Problem: Output verbatim the line with "dog's head and give me the boxes" together with every line beneath it, ending at the last line of the entries.

Records contained in a dataset:
□ □ □

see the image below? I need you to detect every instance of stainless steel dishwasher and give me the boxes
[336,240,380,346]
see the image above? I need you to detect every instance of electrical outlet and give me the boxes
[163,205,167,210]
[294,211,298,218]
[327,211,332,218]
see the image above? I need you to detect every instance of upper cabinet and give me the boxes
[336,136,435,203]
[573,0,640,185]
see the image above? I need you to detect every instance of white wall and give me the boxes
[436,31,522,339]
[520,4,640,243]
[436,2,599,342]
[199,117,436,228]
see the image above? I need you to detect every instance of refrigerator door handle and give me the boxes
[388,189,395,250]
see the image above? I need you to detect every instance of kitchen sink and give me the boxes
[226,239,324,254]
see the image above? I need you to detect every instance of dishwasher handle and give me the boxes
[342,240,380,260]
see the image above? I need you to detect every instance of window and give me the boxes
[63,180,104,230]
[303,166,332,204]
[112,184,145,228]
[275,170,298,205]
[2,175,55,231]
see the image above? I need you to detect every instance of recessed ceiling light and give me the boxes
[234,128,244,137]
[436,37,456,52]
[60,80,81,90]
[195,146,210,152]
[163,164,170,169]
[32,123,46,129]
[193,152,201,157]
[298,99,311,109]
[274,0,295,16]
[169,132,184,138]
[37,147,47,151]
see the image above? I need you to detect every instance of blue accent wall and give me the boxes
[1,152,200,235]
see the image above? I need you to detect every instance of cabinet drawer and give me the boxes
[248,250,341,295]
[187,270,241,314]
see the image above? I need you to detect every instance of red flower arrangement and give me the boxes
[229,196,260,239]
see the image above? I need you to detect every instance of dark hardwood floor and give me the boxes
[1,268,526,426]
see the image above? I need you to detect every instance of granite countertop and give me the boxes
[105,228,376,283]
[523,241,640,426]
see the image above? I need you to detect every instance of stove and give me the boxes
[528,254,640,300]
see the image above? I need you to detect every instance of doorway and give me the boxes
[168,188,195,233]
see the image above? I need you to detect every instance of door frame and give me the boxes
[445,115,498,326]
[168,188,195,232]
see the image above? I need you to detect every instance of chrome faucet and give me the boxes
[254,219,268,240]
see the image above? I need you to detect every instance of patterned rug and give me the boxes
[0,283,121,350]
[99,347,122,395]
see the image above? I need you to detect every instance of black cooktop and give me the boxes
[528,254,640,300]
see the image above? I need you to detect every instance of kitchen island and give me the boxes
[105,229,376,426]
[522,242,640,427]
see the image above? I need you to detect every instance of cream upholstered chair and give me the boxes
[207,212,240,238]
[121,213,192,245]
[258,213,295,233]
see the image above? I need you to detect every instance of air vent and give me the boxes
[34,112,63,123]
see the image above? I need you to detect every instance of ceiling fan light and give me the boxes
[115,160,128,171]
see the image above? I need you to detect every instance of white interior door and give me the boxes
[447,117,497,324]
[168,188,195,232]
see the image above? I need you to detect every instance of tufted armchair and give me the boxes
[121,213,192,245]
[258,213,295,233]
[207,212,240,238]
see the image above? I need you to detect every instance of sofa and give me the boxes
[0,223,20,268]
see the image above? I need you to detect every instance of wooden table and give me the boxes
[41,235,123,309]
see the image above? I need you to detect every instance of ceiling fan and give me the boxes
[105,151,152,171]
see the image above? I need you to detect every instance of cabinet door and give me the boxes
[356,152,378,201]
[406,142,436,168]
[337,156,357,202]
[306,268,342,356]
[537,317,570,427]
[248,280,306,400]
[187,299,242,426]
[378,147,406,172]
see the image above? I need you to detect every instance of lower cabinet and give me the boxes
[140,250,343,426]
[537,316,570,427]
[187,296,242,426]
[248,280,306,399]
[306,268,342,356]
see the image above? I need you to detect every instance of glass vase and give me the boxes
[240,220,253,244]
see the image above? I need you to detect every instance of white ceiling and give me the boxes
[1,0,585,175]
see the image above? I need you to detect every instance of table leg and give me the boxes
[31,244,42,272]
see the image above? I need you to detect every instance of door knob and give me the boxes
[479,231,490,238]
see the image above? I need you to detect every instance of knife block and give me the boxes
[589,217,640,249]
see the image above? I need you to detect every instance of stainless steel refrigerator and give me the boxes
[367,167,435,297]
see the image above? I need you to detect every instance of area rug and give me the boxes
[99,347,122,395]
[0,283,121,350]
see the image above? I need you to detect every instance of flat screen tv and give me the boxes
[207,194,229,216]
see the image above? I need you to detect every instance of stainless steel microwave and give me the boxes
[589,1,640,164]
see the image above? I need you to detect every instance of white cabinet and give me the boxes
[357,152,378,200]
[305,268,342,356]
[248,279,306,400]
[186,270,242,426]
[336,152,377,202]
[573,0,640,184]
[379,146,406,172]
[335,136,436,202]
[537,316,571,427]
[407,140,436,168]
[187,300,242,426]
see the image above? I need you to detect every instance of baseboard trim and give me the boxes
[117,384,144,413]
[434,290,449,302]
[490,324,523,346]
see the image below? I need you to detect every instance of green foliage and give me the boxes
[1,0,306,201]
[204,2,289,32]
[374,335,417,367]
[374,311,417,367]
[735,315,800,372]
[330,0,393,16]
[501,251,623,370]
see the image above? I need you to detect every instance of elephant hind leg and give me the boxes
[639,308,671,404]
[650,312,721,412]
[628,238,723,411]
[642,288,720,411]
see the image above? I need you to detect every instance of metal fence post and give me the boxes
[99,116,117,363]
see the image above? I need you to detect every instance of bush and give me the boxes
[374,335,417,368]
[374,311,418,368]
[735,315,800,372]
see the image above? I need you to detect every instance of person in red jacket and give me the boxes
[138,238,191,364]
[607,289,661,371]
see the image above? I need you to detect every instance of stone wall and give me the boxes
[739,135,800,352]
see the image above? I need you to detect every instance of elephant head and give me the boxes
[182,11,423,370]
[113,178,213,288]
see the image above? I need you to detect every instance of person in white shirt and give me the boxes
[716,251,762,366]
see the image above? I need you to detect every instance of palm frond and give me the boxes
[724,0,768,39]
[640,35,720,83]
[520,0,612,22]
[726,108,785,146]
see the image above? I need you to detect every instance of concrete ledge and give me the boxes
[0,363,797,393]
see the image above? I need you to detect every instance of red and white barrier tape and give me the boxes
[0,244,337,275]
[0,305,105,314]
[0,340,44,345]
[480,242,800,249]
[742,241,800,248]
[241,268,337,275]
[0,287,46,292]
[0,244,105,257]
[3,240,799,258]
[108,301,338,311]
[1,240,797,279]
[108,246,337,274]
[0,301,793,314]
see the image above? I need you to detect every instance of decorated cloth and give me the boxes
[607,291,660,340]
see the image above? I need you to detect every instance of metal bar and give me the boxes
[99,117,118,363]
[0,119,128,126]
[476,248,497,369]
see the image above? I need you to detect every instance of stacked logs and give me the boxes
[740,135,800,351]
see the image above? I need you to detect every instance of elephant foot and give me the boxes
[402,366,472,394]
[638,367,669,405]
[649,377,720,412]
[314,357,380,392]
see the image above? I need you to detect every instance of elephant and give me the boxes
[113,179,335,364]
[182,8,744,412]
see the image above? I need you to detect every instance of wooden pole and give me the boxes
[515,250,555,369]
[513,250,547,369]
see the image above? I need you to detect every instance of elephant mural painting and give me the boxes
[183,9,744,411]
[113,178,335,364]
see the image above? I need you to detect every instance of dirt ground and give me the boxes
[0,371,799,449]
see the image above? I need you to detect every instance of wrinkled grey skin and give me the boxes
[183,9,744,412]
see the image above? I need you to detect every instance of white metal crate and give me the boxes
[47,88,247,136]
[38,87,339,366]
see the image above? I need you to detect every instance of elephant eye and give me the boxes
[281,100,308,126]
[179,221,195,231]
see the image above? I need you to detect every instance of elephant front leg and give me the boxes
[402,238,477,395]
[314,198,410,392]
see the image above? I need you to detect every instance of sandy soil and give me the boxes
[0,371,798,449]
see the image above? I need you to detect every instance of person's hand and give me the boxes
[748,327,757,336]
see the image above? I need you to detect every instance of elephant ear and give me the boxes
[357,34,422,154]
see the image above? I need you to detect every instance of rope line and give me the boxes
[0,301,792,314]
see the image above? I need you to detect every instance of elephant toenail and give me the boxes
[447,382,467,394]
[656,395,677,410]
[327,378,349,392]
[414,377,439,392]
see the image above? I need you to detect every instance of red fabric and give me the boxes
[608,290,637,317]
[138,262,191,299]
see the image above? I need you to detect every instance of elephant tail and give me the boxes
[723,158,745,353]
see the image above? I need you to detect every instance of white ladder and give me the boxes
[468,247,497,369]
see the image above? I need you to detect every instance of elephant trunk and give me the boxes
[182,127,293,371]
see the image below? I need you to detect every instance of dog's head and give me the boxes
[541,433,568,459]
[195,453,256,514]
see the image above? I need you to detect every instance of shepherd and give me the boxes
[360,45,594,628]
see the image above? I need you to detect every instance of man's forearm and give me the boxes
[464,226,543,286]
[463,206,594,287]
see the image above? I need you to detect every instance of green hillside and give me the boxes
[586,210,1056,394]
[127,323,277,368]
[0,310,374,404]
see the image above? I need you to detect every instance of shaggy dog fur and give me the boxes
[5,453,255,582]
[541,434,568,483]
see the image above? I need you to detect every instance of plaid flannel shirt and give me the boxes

□ □ □

Answer to this problem:
see the image below? I need you to detect every instance of dog's head and give me the boxes
[541,433,568,459]
[195,453,256,514]
see the image above? I need you to detect every instance of shepherd and give me the boxes
[360,45,594,628]
see the image above? I need you to detect every instance of man's forearm and give me the boxes
[464,226,543,286]
[463,206,594,287]
see the image above? I need you to detect every instance of green hillside and give me the boxes
[586,210,1056,394]
[127,323,277,368]
[0,310,374,404]
see the image above? I need you to detect every instance of shaggy dog fur and give me the boxes
[5,453,255,582]
[541,434,568,483]
see the image above? I need you to detect every instance of plaid flannel shirt and give me the boxes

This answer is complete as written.